PROMPT: Could you output the rows, from their first line through the line containing "column 758, row 468" (that line included), as a JSON list of strings with one string per line? Skip blank lines and leave the pictures out.

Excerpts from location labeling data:
____________
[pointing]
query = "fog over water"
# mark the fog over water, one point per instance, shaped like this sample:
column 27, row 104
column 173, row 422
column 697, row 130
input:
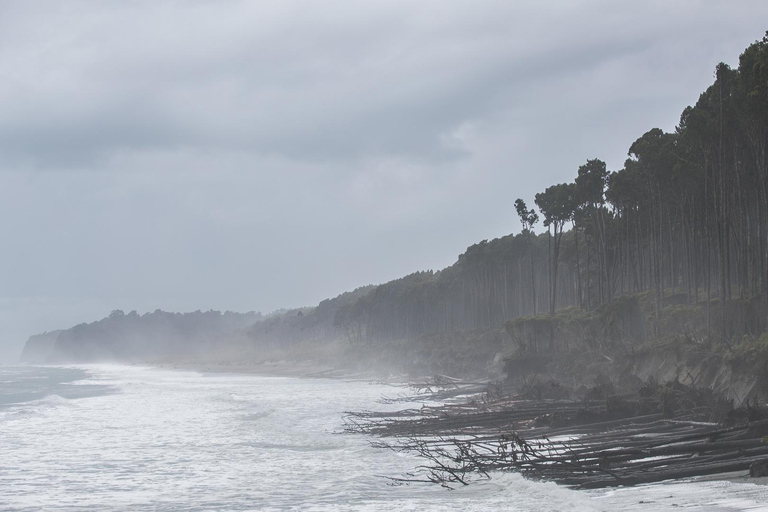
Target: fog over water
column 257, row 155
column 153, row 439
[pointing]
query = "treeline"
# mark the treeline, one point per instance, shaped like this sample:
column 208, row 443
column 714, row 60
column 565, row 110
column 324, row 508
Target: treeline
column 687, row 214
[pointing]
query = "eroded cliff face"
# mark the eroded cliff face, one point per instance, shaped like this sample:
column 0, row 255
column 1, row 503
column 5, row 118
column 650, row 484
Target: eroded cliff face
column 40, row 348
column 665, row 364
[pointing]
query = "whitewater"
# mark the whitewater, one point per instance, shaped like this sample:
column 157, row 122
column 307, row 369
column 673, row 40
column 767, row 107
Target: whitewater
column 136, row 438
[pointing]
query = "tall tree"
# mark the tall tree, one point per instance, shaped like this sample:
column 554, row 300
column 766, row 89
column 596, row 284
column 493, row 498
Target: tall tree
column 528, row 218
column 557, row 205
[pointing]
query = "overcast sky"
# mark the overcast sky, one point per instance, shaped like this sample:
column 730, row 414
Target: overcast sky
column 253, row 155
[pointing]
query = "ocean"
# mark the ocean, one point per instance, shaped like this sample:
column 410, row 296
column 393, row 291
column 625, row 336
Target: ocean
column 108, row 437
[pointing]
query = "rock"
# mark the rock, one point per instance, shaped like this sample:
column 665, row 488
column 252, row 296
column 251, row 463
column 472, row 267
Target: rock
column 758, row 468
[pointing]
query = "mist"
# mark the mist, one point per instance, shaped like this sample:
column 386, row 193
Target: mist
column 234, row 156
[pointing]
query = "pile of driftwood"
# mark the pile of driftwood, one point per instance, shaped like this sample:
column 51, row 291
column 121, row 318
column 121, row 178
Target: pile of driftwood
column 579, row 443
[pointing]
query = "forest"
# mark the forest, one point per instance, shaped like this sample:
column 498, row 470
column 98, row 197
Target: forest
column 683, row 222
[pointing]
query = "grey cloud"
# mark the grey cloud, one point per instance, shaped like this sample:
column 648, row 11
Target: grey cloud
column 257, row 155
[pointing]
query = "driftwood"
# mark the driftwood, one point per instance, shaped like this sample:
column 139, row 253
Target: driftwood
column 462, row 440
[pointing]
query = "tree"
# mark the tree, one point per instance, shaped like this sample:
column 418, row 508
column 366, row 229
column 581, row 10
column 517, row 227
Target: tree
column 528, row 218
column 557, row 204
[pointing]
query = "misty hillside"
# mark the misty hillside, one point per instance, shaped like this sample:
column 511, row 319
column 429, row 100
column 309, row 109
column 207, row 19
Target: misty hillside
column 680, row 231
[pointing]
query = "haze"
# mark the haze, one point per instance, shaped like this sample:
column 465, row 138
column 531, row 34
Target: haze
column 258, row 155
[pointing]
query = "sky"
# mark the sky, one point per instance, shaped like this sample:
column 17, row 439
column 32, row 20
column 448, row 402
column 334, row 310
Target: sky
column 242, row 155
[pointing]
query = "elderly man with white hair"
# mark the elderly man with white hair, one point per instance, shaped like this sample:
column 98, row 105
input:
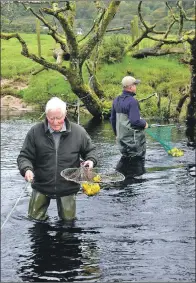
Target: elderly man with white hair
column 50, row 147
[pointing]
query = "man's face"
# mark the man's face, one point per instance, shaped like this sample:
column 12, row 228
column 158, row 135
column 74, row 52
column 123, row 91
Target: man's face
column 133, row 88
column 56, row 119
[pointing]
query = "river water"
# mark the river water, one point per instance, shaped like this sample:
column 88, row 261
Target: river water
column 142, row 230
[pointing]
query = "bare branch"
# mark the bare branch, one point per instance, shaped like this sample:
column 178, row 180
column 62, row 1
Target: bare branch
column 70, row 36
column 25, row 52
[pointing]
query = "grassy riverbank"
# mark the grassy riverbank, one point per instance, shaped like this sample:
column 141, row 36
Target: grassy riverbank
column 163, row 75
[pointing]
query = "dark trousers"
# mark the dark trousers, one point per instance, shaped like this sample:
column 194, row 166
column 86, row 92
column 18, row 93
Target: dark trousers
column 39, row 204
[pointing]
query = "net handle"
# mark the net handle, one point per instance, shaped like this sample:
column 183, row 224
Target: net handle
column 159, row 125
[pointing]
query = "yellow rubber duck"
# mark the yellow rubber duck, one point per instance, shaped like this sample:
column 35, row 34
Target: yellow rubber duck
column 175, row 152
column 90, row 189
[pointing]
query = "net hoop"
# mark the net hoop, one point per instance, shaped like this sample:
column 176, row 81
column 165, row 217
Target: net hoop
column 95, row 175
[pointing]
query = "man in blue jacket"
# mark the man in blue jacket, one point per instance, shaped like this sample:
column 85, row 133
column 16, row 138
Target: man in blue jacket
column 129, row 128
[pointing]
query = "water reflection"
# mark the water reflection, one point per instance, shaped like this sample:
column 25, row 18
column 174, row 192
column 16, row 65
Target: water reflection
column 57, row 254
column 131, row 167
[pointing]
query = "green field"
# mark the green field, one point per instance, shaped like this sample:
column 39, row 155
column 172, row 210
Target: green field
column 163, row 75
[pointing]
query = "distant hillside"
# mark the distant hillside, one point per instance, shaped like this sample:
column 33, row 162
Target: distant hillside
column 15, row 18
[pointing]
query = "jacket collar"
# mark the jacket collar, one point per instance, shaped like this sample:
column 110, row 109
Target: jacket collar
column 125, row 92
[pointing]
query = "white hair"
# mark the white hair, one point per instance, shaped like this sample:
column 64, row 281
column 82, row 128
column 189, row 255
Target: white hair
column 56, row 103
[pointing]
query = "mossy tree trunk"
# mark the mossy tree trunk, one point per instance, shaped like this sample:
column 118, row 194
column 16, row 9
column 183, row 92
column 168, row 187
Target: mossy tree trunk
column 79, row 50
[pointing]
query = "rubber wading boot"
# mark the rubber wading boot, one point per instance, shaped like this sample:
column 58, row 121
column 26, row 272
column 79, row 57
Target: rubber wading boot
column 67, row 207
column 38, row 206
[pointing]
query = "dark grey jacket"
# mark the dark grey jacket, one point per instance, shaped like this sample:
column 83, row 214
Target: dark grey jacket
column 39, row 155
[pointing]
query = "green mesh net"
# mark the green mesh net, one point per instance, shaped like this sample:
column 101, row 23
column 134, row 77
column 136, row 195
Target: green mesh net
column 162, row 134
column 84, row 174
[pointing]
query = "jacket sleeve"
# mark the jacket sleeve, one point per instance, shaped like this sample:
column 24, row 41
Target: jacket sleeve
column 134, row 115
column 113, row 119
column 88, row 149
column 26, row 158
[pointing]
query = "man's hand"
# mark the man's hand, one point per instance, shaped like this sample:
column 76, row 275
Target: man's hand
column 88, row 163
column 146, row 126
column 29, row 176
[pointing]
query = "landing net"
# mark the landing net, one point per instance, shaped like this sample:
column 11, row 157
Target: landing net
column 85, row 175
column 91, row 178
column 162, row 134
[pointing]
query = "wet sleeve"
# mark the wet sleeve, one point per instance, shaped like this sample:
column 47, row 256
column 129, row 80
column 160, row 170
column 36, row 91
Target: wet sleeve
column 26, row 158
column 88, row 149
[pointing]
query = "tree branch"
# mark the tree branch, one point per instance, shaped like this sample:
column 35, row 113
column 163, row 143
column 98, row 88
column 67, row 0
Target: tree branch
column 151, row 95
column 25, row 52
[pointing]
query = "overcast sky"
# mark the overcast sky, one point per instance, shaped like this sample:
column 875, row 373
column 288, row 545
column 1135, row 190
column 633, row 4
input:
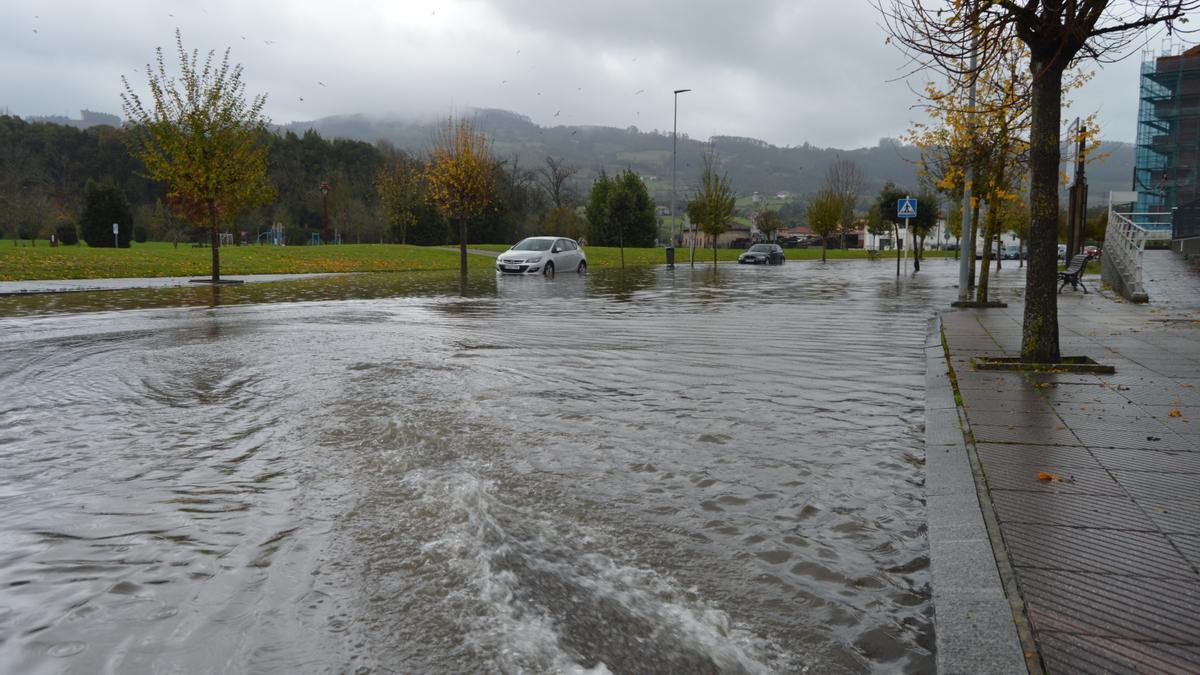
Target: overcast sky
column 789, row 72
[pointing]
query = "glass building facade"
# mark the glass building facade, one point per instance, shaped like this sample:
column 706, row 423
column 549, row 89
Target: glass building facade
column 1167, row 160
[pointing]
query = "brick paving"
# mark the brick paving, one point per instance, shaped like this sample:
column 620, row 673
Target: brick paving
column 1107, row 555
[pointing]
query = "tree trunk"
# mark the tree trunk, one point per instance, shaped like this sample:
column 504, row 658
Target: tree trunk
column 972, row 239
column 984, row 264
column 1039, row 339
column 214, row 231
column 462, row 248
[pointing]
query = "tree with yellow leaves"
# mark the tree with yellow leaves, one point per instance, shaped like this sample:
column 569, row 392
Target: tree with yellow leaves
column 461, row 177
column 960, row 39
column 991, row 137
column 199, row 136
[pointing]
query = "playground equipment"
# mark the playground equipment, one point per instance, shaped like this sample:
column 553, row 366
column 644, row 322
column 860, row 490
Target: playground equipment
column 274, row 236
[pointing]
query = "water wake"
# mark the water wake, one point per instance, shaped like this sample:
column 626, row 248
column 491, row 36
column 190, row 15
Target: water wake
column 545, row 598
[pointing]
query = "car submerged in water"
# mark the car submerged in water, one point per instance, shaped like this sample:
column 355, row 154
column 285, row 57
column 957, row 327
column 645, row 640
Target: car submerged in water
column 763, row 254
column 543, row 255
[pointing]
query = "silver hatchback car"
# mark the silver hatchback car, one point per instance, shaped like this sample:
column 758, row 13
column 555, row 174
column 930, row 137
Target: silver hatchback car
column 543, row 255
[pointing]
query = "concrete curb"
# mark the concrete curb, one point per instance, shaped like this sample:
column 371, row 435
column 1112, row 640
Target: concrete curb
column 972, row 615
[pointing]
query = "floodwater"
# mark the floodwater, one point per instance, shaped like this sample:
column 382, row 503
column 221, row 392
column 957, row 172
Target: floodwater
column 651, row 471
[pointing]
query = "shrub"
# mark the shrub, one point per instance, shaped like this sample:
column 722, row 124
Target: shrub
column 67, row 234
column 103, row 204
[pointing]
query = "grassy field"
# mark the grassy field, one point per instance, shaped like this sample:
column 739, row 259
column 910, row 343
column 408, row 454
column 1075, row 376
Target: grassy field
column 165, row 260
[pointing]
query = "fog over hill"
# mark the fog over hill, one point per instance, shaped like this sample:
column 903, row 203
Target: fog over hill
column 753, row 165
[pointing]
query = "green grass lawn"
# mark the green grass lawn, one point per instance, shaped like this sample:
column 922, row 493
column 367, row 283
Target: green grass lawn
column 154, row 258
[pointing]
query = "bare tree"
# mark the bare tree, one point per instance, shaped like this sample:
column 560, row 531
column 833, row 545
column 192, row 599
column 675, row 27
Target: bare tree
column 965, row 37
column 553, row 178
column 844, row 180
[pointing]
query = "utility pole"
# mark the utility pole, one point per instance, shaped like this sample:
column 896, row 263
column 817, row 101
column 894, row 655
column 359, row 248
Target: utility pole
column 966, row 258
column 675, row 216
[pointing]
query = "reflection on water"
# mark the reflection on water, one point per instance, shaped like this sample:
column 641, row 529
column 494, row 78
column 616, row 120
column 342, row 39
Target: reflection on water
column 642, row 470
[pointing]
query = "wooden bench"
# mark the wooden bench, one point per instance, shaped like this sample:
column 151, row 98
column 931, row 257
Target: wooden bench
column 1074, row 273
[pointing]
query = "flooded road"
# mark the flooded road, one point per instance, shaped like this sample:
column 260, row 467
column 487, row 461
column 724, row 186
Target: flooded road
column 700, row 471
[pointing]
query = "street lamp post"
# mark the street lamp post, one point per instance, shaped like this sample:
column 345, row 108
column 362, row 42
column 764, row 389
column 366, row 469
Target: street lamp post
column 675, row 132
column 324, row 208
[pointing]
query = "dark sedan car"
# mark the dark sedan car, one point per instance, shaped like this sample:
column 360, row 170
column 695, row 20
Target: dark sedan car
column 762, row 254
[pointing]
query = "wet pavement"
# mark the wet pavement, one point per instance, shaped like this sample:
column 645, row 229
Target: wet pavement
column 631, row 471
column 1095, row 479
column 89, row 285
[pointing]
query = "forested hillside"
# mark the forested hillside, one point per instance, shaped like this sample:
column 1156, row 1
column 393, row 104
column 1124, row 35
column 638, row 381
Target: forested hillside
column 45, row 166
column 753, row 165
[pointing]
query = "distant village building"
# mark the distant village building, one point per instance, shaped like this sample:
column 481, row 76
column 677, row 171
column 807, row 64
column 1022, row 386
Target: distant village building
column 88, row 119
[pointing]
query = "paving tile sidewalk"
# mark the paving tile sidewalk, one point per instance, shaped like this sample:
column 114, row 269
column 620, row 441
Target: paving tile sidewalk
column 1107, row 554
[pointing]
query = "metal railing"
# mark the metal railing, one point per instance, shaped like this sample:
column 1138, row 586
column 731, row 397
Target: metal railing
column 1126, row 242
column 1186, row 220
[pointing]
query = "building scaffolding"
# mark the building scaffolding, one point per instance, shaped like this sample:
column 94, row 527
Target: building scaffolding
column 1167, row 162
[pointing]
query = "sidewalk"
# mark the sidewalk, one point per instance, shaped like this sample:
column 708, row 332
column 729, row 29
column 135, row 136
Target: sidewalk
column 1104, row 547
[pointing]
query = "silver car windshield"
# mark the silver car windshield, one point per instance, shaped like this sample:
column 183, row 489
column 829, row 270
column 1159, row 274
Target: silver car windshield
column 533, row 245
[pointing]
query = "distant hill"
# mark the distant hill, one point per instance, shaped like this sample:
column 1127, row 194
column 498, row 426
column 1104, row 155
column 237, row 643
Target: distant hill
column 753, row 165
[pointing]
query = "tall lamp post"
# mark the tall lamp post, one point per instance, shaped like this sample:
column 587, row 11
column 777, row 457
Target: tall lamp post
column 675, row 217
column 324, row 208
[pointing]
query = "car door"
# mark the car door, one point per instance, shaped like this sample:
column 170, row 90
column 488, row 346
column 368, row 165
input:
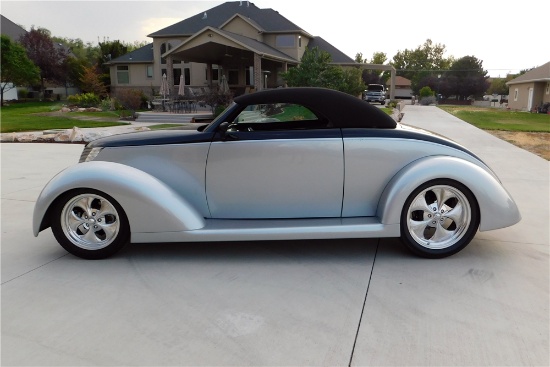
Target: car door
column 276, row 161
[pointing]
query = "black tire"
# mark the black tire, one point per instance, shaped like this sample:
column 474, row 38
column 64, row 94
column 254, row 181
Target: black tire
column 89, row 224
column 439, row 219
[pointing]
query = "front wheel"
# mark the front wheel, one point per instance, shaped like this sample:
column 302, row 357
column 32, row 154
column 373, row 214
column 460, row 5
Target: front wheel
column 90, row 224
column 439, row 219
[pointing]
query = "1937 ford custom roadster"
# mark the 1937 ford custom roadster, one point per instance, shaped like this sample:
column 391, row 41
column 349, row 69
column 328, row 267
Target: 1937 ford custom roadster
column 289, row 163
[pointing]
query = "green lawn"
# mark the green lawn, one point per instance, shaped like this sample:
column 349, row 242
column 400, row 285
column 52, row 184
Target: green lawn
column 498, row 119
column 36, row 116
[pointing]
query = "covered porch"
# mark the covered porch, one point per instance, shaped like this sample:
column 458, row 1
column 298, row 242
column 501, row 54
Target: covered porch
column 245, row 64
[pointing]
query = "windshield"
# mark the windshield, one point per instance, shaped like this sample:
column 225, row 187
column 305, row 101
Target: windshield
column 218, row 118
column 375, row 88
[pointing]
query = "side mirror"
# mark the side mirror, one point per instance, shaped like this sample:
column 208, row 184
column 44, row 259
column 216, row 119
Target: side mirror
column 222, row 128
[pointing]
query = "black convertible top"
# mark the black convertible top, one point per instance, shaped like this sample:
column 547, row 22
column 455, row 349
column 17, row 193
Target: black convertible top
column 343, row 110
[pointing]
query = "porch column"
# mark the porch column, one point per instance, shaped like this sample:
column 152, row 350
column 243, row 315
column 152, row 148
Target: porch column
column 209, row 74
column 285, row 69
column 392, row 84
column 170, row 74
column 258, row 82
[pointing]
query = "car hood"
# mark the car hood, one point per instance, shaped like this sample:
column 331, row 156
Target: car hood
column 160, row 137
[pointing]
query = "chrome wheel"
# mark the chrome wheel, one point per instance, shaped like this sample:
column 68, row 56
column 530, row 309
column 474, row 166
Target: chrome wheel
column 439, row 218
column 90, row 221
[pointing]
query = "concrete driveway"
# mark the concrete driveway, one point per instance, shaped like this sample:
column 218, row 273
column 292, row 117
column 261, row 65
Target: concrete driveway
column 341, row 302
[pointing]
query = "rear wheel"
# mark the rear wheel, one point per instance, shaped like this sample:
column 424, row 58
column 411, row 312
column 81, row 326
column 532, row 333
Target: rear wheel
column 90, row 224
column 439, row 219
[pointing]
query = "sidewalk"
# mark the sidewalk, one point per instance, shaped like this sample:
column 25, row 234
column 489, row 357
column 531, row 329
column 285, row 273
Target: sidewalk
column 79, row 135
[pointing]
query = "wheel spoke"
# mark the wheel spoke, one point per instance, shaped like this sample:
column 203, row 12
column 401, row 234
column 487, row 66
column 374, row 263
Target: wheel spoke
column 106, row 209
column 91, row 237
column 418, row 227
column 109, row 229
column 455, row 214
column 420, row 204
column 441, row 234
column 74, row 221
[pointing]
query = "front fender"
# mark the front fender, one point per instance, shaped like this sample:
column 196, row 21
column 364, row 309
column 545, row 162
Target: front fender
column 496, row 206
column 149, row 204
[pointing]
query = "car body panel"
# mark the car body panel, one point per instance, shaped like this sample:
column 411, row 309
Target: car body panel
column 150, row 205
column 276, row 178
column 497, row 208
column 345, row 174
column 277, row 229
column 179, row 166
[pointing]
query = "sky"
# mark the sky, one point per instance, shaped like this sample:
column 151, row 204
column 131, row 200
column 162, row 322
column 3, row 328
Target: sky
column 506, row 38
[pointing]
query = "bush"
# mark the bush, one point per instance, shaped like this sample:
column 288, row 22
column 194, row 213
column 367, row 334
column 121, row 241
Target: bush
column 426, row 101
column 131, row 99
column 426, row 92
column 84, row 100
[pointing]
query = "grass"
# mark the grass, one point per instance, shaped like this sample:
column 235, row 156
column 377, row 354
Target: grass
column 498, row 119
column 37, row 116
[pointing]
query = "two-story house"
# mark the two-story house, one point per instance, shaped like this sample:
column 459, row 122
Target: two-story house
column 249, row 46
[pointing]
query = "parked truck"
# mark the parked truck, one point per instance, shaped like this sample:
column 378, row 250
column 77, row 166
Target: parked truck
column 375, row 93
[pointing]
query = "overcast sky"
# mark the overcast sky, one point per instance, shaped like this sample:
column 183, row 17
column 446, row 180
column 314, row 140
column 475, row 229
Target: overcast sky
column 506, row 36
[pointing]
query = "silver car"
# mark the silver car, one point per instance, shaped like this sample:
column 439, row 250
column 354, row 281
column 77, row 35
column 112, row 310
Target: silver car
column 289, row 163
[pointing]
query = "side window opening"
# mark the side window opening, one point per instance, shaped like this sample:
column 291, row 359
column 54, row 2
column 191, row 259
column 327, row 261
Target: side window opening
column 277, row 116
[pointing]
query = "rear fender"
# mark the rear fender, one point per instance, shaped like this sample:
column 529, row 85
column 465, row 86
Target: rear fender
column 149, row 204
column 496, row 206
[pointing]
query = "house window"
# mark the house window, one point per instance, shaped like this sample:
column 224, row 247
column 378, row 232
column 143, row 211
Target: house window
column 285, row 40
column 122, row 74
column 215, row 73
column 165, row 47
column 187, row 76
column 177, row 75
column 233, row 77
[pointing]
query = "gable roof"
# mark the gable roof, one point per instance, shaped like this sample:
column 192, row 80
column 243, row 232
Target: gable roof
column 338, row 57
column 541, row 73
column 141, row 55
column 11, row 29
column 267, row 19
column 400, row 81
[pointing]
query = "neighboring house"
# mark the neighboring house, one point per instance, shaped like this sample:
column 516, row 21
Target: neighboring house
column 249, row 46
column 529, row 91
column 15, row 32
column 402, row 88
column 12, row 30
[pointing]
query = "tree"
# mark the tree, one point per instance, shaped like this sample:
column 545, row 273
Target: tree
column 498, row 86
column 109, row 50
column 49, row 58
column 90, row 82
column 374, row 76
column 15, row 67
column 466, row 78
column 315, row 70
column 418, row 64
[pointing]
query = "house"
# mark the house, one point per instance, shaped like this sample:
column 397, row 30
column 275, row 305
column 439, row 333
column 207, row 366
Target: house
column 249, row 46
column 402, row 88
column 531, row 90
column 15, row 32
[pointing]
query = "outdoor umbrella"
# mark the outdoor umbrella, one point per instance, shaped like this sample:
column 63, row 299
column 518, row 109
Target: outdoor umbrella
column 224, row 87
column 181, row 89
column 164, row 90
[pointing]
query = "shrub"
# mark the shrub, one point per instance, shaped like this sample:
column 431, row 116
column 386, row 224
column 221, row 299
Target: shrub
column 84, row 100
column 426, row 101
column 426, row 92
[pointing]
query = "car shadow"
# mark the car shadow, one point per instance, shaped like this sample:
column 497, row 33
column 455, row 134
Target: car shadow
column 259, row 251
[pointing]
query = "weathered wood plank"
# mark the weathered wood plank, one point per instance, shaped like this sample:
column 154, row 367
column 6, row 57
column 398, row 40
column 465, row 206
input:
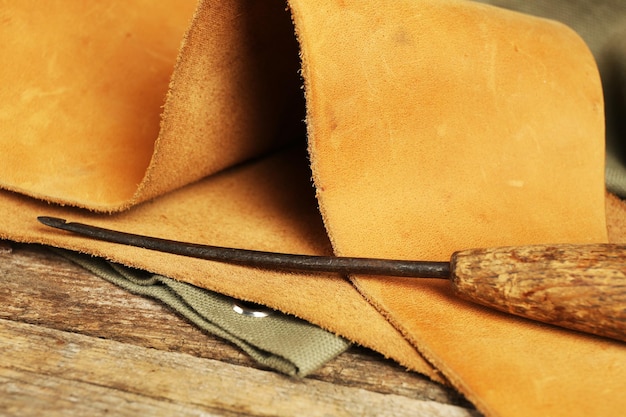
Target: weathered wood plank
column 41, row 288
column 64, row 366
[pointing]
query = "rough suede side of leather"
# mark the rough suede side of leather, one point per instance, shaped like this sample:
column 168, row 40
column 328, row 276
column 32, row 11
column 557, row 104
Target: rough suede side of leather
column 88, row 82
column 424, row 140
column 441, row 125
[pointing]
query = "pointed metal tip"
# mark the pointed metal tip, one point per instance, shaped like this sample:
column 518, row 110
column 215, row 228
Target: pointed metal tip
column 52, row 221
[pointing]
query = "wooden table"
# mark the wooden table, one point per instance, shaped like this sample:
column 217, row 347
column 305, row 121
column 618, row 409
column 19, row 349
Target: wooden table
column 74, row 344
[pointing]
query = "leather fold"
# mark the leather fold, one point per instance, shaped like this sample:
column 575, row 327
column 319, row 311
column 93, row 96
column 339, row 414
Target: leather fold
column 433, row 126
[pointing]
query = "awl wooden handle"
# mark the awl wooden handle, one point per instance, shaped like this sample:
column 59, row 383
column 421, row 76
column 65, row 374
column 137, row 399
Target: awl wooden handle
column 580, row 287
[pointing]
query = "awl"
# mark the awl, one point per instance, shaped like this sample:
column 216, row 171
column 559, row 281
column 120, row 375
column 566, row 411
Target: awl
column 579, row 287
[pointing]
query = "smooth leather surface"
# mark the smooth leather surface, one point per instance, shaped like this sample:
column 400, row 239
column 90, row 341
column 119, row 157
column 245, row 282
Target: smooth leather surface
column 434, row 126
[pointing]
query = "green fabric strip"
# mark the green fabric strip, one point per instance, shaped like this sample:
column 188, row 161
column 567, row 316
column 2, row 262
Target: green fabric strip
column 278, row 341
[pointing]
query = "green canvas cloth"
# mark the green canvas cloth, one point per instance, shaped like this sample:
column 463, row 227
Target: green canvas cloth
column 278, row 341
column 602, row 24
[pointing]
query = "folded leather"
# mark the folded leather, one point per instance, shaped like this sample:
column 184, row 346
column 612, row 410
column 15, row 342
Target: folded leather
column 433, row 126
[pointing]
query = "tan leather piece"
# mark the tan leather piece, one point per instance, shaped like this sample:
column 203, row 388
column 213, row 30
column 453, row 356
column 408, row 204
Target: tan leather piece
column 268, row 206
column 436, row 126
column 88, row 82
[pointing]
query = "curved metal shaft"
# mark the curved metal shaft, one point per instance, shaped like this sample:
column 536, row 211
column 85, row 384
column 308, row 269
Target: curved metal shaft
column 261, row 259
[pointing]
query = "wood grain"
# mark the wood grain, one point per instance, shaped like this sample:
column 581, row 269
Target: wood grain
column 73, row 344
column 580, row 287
____________
RESPONSE TO THE TASK:
[
  "[pointing]",
  "query = \"fog over water\"",
  "# mark the fog over water, one point per instance, shaped like this sample:",
  "column 27, row 104",
  "column 173, row 422",
  "column 697, row 130",
  "input:",
  "Target: fog over water",
  "column 257, row 155",
  "column 153, row 439",
  "[pointing]",
  "query = \"treeline\"",
  "# mark the treeline, one point per instance, shaped like this sample:",
  "column 208, row 443",
  "column 714, row 60",
  "column 565, row 110",
  "column 324, row 508",
  "Target: treeline",
  "column 687, row 214",
  "[pointing]",
  "query = \"eroded cliff face\"",
  "# mark the eroded cliff face, one point per instance, shaped like this sample:",
  "column 0, row 255",
  "column 1, row 503",
  "column 5, row 118",
  "column 650, row 484",
  "Target: eroded cliff face",
  "column 40, row 348",
  "column 665, row 364",
  "[pointing]",
  "query = \"whitewater\"",
  "# mark the whitewater, one point per instance, shaped like this sample:",
  "column 157, row 122",
  "column 307, row 369",
  "column 673, row 40",
  "column 767, row 107",
  "Target: whitewater",
  "column 136, row 438",
  "[pointing]",
  "query = \"tall tree\"",
  "# mark the tall tree, one point per instance, shaped like this sample:",
  "column 554, row 300",
  "column 766, row 89",
  "column 596, row 284",
  "column 493, row 498",
  "Target: tall tree",
  "column 528, row 218",
  "column 557, row 205",
  "[pointing]",
  "query = \"overcast sky\"",
  "# mark the overcast sky, one point per instance, shaped like this sample:",
  "column 730, row 414",
  "Target: overcast sky",
  "column 253, row 155",
  "[pointing]",
  "query = \"ocean\"",
  "# mark the ocean, one point per instance, shaped like this sample:",
  "column 410, row 296",
  "column 393, row 291",
  "column 625, row 336",
  "Target: ocean",
  "column 108, row 437",
  "[pointing]",
  "query = \"rock\"",
  "# mark the rock, one point per instance, shaped like this sample:",
  "column 665, row 488",
  "column 252, row 296",
  "column 251, row 463",
  "column 472, row 267",
  "Target: rock",
  "column 758, row 468"
]